- [The problem]: Rewrite all of the data below with every "stat-sheet reference" changed to "nutrition label" and nothing else altered. Leave the pictures out.

- [Supplied data]:
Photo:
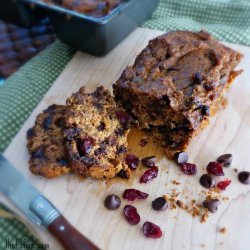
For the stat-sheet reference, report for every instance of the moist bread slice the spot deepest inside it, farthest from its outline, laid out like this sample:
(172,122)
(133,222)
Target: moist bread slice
(175,84)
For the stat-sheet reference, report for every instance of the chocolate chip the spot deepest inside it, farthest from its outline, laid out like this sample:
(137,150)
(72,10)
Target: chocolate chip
(59,122)
(181,157)
(159,204)
(143,142)
(149,161)
(225,160)
(244,177)
(47,122)
(207,181)
(39,153)
(101,126)
(71,133)
(123,174)
(211,204)
(85,145)
(112,202)
(205,110)
(208,87)
(119,131)
(30,133)
(88,161)
(197,78)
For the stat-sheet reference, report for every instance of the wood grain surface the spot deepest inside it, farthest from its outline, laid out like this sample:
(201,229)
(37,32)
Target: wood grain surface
(81,202)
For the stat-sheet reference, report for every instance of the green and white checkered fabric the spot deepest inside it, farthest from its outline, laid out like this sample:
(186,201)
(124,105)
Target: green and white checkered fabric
(227,20)
(22,92)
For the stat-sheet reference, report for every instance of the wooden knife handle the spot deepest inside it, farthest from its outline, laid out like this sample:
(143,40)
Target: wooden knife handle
(69,237)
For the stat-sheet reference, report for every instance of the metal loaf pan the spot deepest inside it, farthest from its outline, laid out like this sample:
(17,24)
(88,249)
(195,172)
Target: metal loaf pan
(97,36)
(20,13)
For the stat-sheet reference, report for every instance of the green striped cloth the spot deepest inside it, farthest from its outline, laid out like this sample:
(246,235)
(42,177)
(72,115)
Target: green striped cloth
(227,20)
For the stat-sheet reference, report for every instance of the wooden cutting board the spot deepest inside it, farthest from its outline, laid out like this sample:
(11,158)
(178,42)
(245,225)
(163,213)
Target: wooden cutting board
(82,201)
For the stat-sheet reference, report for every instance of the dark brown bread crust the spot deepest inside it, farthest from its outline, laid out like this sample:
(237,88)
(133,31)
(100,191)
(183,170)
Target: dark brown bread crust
(174,84)
(95,134)
(45,144)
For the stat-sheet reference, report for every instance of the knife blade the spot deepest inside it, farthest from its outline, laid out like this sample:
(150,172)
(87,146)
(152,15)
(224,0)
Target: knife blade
(39,209)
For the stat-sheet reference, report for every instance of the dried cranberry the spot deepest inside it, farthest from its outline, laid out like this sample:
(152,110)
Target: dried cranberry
(133,194)
(188,168)
(123,174)
(123,118)
(151,230)
(120,131)
(208,87)
(85,145)
(197,78)
(149,175)
(215,168)
(223,184)
(101,126)
(205,110)
(131,215)
(132,161)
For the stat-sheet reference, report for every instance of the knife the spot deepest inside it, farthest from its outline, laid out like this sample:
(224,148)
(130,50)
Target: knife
(39,209)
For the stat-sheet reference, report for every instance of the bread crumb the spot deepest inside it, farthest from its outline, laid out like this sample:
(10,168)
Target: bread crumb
(175,182)
(223,230)
(144,142)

- [Written reply]:
Photo:
For the nutrition label, report for every instance of the moist bread slice the spot deepest inside it, farthest from its outline, laid out like this sample:
(172,122)
(133,222)
Target: moist bread slice
(175,84)
For the nutrition label, report for every instance of the chocolate chip the spot deepest inside it, farthest from its outline, laid out like this sample:
(137,150)
(72,10)
Target: chocolate chip
(59,122)
(181,157)
(159,204)
(143,142)
(149,161)
(225,160)
(244,177)
(47,122)
(207,181)
(39,153)
(101,126)
(71,133)
(123,174)
(211,204)
(85,145)
(112,202)
(205,110)
(208,87)
(119,131)
(30,133)
(88,161)
(197,78)
For the nutrition label, report for every instance of the wood grain surface the spot deepest inside it, farthest from its outline, laid out like this sample:
(201,229)
(37,32)
Target: wood grain surface
(81,202)
For the nutrition label, report for every instance of the green and white checkered fabric the spot deepest inside it, farthest from its outline, laid out like this sample:
(186,201)
(124,105)
Target: green and white checkered fabric
(227,20)
(22,92)
For the nutrition label, report for every instance of the wooden knife handle the spot deepest inside it, farthest from its outline, laid out like this sample:
(143,40)
Target: wooden knife handle
(69,237)
For the nutrition label, report for every instance of the metal loaf pan the spot deepest inside it, farthest from its outline, laid out like this sample:
(17,24)
(88,249)
(195,172)
Target: metal loaf pan
(97,36)
(20,13)
For the nutrition label, report for every instance of the green striped cloth the spot deepest inside it, farthest from its outline, laid out like this sample:
(246,235)
(42,177)
(72,115)
Target: green striped cloth
(227,20)
For the nutrition label, report for every instance of the wooden cutting board the spot deepest inside it, farthest from its outline, laid out like this sample:
(11,158)
(178,42)
(245,225)
(163,213)
Target: wooden cutting board
(82,201)
For the nutrition label, report for every instance of the dark brown bread crust the spot deepest inside it, farthest from its outline, laid out like this sample:
(237,88)
(133,31)
(100,191)
(183,170)
Target: dark brown bread crust
(174,84)
(95,134)
(45,144)
For the nutrition label, report for every instance of the knife blade the spot deepest inside it, farthest from its outline, laid out like this sample:
(150,172)
(87,146)
(152,15)
(224,0)
Target: knife blade
(39,209)
For the nutrition label, report for every instance of the dried cranberry the spot deepest inside it, farthest from its outline, laid out like this sample:
(152,110)
Target: dried cranberry
(133,194)
(188,168)
(123,174)
(123,118)
(151,230)
(120,131)
(208,87)
(85,145)
(197,78)
(149,175)
(215,168)
(223,184)
(101,126)
(205,110)
(131,215)
(132,161)
For the nutrition label, report for every instance of the knife the spot deepest inside it, farthest from its outline, laid out like this sample:
(224,148)
(130,50)
Target: knife
(39,209)
For the nutrition label, report for every instance of the bread crumb the spot deepest inside it, farthest from its outline, laid out like this sample:
(10,168)
Target: bread crumb
(175,182)
(223,230)
(144,142)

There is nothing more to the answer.